**ASSIGNMENT:**
Find the line containing "Phrase: wooden plank" in the records below. Copy exactly that line and each one after it, ending at the line containing "Phrase: ship's mast", and nothing more.

EXERCISE MATERIALS Start Marker

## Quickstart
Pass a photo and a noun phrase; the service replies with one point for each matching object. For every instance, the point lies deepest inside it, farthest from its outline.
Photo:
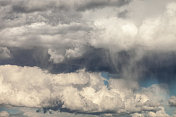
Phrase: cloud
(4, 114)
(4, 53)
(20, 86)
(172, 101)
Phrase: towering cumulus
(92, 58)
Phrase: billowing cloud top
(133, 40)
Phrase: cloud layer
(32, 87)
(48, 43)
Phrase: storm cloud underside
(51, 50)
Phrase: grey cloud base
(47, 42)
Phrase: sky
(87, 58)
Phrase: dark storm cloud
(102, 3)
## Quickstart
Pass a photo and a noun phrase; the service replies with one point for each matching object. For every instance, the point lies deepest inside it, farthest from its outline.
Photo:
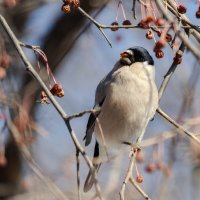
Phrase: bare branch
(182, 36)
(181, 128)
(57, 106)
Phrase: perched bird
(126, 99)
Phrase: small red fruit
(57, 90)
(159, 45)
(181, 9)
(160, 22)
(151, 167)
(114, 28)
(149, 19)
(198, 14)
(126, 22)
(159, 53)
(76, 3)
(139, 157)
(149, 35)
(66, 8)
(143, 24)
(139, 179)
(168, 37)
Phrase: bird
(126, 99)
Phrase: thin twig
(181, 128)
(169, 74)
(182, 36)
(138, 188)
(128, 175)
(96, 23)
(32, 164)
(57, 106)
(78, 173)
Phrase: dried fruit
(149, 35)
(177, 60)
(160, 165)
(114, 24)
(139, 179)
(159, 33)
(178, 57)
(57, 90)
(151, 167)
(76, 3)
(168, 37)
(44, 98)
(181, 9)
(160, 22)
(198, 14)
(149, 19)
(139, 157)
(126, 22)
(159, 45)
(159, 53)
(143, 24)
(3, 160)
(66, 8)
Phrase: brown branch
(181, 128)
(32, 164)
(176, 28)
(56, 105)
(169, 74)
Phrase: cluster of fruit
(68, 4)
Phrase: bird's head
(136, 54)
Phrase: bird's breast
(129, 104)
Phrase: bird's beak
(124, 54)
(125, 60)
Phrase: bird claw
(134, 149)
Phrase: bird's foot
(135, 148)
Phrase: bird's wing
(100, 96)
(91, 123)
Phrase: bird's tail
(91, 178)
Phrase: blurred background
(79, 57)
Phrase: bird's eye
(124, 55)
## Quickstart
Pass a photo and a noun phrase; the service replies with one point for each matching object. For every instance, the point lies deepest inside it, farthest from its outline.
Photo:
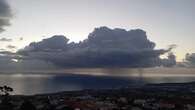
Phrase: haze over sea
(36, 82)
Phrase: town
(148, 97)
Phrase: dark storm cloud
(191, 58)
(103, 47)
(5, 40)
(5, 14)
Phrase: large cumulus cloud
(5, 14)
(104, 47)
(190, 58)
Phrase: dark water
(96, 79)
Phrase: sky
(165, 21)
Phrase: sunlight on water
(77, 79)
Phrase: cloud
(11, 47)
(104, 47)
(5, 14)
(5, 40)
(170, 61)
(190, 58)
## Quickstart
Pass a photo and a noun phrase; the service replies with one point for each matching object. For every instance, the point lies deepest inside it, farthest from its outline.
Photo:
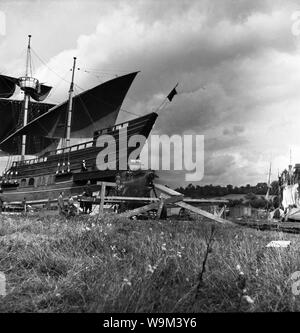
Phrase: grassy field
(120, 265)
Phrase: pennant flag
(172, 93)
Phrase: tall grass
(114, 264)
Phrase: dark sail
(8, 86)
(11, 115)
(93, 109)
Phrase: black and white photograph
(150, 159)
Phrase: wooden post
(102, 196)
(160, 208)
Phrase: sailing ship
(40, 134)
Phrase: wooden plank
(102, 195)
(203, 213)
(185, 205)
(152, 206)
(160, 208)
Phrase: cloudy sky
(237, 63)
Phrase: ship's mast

EXERCISE MATERIALS End Marker
EXERCISE MATERIALS Start Marker

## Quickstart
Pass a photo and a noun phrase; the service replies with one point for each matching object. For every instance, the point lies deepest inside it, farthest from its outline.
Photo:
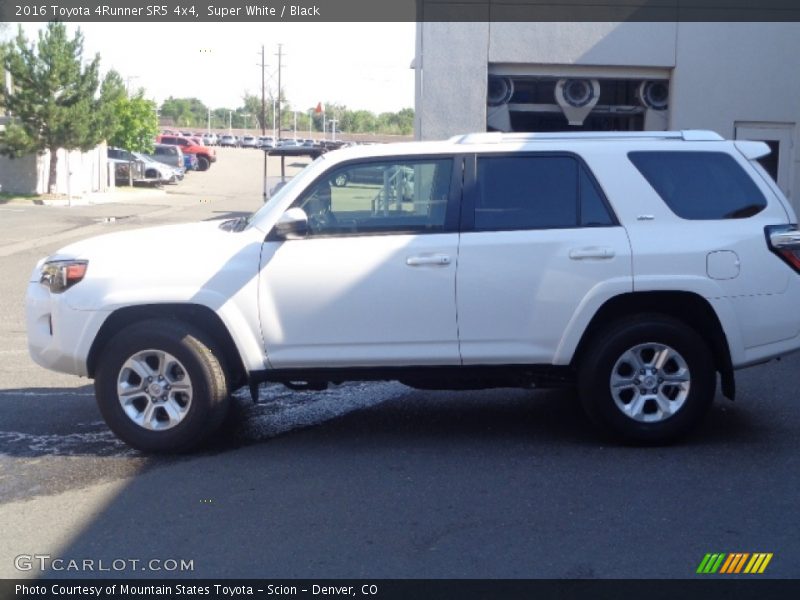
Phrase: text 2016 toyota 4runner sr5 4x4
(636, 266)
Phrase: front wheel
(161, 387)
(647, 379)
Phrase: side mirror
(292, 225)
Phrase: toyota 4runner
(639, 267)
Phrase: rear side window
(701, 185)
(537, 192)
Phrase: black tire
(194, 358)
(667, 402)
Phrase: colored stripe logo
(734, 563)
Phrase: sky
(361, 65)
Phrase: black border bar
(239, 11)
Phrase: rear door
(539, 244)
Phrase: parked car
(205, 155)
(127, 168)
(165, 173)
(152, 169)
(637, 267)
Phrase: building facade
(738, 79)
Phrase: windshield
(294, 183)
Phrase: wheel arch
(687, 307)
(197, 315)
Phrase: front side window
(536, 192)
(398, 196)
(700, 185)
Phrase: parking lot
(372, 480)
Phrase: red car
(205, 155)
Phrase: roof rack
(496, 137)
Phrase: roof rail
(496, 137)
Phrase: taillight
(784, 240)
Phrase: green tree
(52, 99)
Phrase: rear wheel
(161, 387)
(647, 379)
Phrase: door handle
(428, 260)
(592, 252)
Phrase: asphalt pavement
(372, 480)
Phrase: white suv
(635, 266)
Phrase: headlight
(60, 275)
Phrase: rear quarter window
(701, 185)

EXERCISE MATERIALS End Marker

**RESPONSE TO THE TASK:**
Phrase: wooden plank
(102, 195)
(203, 213)
(185, 205)
(152, 206)
(160, 208)
Phrase: cloudy sky
(237, 63)
Phrase: ship's mast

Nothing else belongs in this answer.